[[ Reading passage, beginning ]]

But who here knows of a bitcoiner who strives, who yearns, who longs, for... anything? Of course, all he has is his fight against the state, and if the state disappeared tomorrow, who would he be? Perhaps dust.
Has the bitcoiner found any way to generate himself beyond this fight in which he declares himself the winner while disengaging from the world, living in the imagined future world, this irreality in finding reality too unbearable, but at least he is "right" in his will to nothing.
The chud Amerislop Bitcoiner most of all knows he would have nothing, no identity, and he is weak and terrified, never bothering to turn to Nietzsche... and as he is weary of the world, totally withdrawn and disengaged, the world wisely sees the degeneration of this spirit, and thinks "better not."
The present belongs to fiat, of course, but far more than that. Life belongs to the present. The future "belongs to the Bitcoiner"... he forgets he lives today. Will he ever wake up and do something with his life? Will he ever garner a will to power, or is he merely content with being a well-paid loser who is "right" about being able to do nothing ...and he is surprised that the masses will to nothing but following the rails constructed for them when no one will offer them?
The bitcoiner "freedom maxi" perhaps can be called an armchair human... yet he has a preference for his body as it is rather than every atom "free" and exploded out into the universe in equality and disorder.
Nietzsche also commented extensively on the individuation psyop in The Dawn of Day.
"The bitcoiner "freedom maxi" perhaps can be called an armchair human... yet he has a preference for his body as it is rather than every atom "free" and exploded out into the universe in equality and disorder."
They won't get this, but it's beautiful. What a depiction of their sorry state.
There is no way that I'll consider myself free while subject to the whims of a "solidarity community."
That isn't individualism, that's exhibitionism.
Neither does individualism automatically lead to that. It makes for a cute hyperbole though.
This is such obvious hogwash, it feels silly to point it out.
Just look at the current landscape. Far beyond "Soviet submission," the collectivist narrative is being pushed by a huge range of people. It doesn't take a Bolshevik to seek refuge in the collective and, in turn, declare it the non-plus-ultra for every person.
Granted it is also true that freedom does not necessarily mean individualism. I'd rather see it as personal choice as to which way one wants to go.
Neither does individualism automatically mean turning inward. That constructed sentence feels purely made up to make it sound worse.
Counter example? Monks. They are constantly turned inward, yet undeniably part of a collective. How individualist.

[[ Reading passage, end ]]
[[ Dataset excerpts, beginning ]]

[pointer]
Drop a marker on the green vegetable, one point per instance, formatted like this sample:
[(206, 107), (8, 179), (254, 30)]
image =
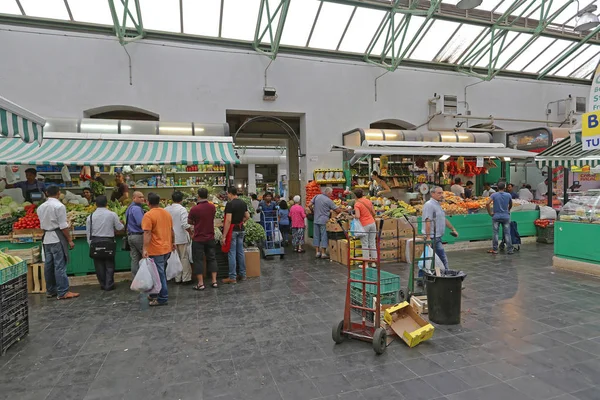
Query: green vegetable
[(254, 233)]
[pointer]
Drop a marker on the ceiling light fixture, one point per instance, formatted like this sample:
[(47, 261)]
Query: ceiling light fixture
[(586, 19), (468, 4)]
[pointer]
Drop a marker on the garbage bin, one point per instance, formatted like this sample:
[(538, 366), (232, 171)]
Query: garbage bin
[(444, 296)]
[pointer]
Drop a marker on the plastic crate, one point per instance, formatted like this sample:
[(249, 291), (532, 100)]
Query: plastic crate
[(390, 283), (545, 235), (14, 271)]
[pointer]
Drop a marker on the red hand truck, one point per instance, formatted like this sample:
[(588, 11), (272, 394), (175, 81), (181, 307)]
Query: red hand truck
[(364, 330)]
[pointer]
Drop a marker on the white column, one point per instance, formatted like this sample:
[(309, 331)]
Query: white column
[(251, 178)]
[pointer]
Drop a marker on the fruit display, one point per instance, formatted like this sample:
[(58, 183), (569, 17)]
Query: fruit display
[(8, 260)]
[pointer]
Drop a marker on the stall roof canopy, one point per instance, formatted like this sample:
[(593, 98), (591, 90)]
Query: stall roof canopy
[(15, 121), (97, 149), (565, 154), (452, 150)]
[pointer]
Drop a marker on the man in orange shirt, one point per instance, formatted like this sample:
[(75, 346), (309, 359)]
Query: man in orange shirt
[(159, 242)]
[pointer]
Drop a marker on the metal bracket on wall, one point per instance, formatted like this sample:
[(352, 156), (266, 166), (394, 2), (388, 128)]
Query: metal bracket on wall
[(394, 49), (271, 20), (124, 33)]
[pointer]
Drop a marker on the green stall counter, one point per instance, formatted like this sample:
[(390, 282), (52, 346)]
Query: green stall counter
[(577, 241), (479, 226), (81, 263)]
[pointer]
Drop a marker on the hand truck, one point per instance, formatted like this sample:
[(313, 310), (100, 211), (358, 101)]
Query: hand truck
[(364, 330)]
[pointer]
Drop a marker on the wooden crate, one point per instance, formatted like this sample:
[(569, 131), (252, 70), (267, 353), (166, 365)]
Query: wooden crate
[(36, 282)]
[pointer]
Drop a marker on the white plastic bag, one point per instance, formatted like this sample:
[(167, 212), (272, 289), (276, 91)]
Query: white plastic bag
[(143, 281), (356, 229), (426, 264), (174, 266)]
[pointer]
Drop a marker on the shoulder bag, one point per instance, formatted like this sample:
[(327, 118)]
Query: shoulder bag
[(101, 248)]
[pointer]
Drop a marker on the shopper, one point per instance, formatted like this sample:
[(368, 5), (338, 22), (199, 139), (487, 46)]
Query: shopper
[(297, 217), (255, 203), (135, 238), (159, 242), (488, 190), (30, 185), (322, 205), (365, 213), (88, 195), (57, 242), (182, 235), (500, 216), (525, 193), (202, 217), (468, 190), (100, 226), (436, 223), (283, 217), (236, 213), (457, 188)]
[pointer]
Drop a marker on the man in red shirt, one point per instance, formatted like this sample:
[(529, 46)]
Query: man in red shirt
[(202, 217)]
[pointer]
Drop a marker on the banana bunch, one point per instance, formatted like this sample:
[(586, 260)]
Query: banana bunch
[(8, 260)]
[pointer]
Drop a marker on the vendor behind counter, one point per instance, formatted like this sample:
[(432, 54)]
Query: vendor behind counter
[(33, 190)]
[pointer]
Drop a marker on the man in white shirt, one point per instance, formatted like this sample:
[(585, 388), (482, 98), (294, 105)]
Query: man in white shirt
[(541, 190), (101, 226), (525, 193), (182, 238), (57, 242), (457, 188), (488, 191)]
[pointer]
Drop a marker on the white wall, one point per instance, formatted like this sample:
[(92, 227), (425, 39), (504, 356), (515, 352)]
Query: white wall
[(59, 74)]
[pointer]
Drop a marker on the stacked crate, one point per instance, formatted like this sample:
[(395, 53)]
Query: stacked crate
[(14, 312)]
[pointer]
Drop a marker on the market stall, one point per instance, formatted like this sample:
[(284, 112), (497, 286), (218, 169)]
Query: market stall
[(414, 166), (578, 227), (148, 163)]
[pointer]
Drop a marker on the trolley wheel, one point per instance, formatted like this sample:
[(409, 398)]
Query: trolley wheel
[(336, 332), (379, 340)]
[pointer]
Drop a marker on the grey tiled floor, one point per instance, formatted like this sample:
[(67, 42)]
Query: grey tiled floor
[(527, 332)]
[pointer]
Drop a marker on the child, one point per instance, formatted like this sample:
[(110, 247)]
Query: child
[(297, 216), (283, 218)]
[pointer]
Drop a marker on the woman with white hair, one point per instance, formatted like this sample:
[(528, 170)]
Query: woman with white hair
[(297, 216)]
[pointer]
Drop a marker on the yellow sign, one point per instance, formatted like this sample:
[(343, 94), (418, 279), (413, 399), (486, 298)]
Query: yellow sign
[(590, 131)]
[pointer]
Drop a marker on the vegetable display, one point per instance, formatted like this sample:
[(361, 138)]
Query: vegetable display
[(254, 233)]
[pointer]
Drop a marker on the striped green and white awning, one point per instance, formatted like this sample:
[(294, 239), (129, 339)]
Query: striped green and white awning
[(95, 150), (15, 121), (566, 154)]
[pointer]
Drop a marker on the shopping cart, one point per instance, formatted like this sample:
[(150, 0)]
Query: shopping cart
[(368, 331), (273, 244)]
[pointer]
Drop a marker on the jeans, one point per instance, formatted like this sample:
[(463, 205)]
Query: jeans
[(236, 253), (55, 269), (161, 265), (507, 239), (320, 236), (368, 242), (441, 253), (136, 243)]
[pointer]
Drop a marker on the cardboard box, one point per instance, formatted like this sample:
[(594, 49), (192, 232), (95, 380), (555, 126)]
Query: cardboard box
[(252, 256), (407, 324), (334, 250), (419, 249), (389, 224), (386, 244), (419, 304)]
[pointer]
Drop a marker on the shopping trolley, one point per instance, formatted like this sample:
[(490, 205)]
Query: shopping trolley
[(365, 330), (273, 244)]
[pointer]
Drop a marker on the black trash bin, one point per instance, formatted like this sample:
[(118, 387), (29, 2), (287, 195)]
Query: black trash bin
[(444, 296)]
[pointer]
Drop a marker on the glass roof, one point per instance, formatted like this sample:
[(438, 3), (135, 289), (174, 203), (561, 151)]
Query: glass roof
[(365, 28)]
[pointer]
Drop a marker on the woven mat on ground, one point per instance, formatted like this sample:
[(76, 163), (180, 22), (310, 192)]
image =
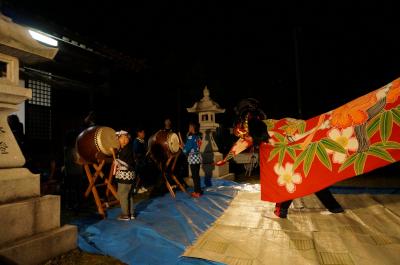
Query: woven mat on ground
[(367, 233)]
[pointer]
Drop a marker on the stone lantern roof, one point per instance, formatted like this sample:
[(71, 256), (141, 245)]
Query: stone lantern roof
[(206, 104)]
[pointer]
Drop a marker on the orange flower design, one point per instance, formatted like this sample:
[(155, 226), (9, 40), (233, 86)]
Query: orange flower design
[(394, 91), (354, 112)]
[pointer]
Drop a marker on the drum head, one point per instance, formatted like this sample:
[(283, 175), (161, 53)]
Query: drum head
[(173, 142), (106, 139)]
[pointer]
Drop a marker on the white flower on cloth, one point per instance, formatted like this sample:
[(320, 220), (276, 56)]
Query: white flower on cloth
[(345, 138), (286, 176)]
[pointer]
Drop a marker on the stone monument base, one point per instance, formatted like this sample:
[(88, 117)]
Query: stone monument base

[[ Dataset excerpts, end ]]

## What you need to do
In the discussion about bitcoiners, which work does Nietzsche comment extensively on the individuation psyop in? You don't need the items for this.

## Result
The Dawn of Day.